>> start PAGE TEXT

LISTSERV 16.5 - CODE4LIB Archives

Hi Rob, the conversation continues below...

On Thu, Jan 23, 2014 at 7:01 PM, Robert Sanderson <[log in to unmask]>wrote:

> Hi Jon,
>
> To present the other side of the argument so that others on the list can
> make an informed decision...
>

Thanks for reminding me that this is an academic panel discussion in front
of an audience, rather than a conversation.

>
> On Thu, Jan 23, 2014 at 4:22 PM, Jon Phipps <[log in to unmask]> wrote:
>
> > I've developed a quite strong opinion that vocabulary developers should
> not
> > _ever_ think that they can understand the semantics of a vocabulary
> > resource by 'reading' the URI.
>
>
> 100% Agreed. Good documentation is essential for any ontology, and it has
> to be read to understand the semantics. You cannot just look at
> oa:hasTarget, out of context, and have any idea what it refers to.
>
> However if that URI is readable it makes developers lives much easier in a
> lot of situations, and it has no additional cost. Opaque URIs for
> predicates is the digital equivalent of thumbing your nose at the people
> you should be courting -- the people who will actually use your ontology in
> any practical sense.  It says: We don't care about you enough to make your
> life one step easier by having something that's memorable. You will always
> have to go back to the ontology every time and reread this documentation,
> over and over and over again.
>

What you suggest is that an identifier (e.g. @azaroth42 or ORCID:
0000-0003-4441-6852 <https://orcid.org/0000-0003-4441-6852>) should always
be readable as a convenience to the developer. RDA does provide a 'readable
in the language of the reader' uri specifically as a convenience to the
developer. A feature that I lobbied for. It's just not the /canonical/ URI,
because it's an identifier of a property, not the property itself, and that
property is independent of the language used to label it.

It's the difference between Metadata Management Associates, PO Box 282,
Jacksonville, NY 14854, USA (for people) and 14854-0282 (a perfectly
functional complete address in the USA namespace), which is precisely the
same identifier of that box for machines, and ultimately for the
postmaster, who doesn't care whose name is on the box numbered 282, who
only needs to know that highly memorable name when someone uses the
convenience of not bothering to look up the box number and just sends mail
addressed to us at 14854, or even just Jacksonville. And no I don't want to
start a URL vs. URI/URN/IRI discussion.

>
> Do you have some expectation that in order
> > for the data to be useful your relational or object database identifiers
> > must be readable?
>
>
> Identifiers for objects, no. The table names and field names? Yes. How many
> DBAs do you know that create tables with opaque identifiers for the column
> names?  How many XML schemas do you know that use opaque identifiers for
> the element names?
>
> My count is 0 from many many many instances.  And the reason is the same as
> having readable predicate URIs -- so that when you look at the table,
> schema, ontology, triple or what have you, there is some mnemonic value
> from the name to its intent.
>
> Our experience obviously differs in this regard. I've seen many, many
databases that have relatively opaque column identifiers that were
relabeled in the query to suit the audience for the query. I've seen many
French databases, with French content, intended for a French audience,
designed by French developers, that had French 'column headers'.

>> end PAGE TEXT
>> start ENTRIES SUPPLIED

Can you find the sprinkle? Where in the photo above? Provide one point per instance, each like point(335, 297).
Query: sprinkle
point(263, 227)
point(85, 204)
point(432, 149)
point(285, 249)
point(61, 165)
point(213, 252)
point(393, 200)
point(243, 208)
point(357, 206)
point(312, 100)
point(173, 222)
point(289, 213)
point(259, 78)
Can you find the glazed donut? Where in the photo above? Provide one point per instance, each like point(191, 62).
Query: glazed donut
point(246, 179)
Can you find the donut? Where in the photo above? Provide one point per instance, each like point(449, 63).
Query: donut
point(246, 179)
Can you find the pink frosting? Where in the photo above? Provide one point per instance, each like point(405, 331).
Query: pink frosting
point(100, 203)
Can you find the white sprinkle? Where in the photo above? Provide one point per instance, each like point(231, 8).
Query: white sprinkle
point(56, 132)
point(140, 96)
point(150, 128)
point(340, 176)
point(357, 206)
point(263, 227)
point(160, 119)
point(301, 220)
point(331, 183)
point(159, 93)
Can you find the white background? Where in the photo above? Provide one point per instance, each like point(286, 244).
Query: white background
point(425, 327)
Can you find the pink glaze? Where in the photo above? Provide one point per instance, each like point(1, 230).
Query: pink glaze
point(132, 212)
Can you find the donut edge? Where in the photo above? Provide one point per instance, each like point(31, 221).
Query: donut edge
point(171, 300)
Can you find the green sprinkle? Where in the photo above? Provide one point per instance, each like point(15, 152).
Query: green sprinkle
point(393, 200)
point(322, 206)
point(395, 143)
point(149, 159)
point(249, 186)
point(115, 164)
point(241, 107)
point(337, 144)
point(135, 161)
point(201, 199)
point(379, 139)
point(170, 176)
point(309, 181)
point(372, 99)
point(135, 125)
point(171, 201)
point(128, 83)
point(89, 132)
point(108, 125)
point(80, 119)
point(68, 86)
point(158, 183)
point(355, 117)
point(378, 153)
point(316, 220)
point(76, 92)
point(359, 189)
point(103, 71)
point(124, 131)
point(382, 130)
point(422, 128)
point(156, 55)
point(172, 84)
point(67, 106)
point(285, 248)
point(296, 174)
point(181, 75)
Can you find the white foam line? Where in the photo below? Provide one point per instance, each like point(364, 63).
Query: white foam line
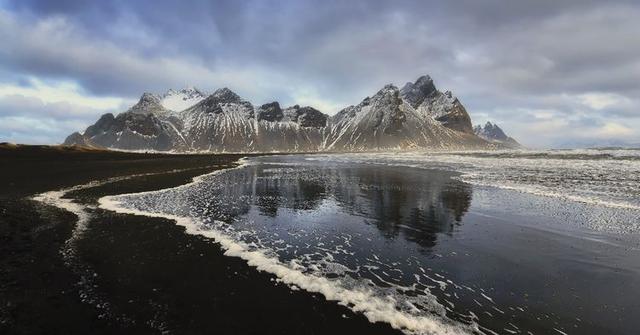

>> end ENTRIES SUPPLIED

INSTRUCTIONS FOR THE TASK: Give the stretch of the mailing list thread from "What you suggest" through "to label it." again, replacing "developer" with "programmer". The lines above play no role here.

SOLUTION TO THIS TASK:
What you suggest is that an identifier (e.g. @azaroth42 or ORCID:
0000-0003-4441-6852 <https://orcid.org/0000-0003-4441-6852>) should always
be readable as a convenience to the programmer. RDA does provide a 'readable
in the language of the reader' uri specifically as a convenience to the
programmer. A feature that I lobbied for. It's just not the /canonical/ URI,
because it's an identifier of a property, not the property itself, and that
property is independent of the language used to label it.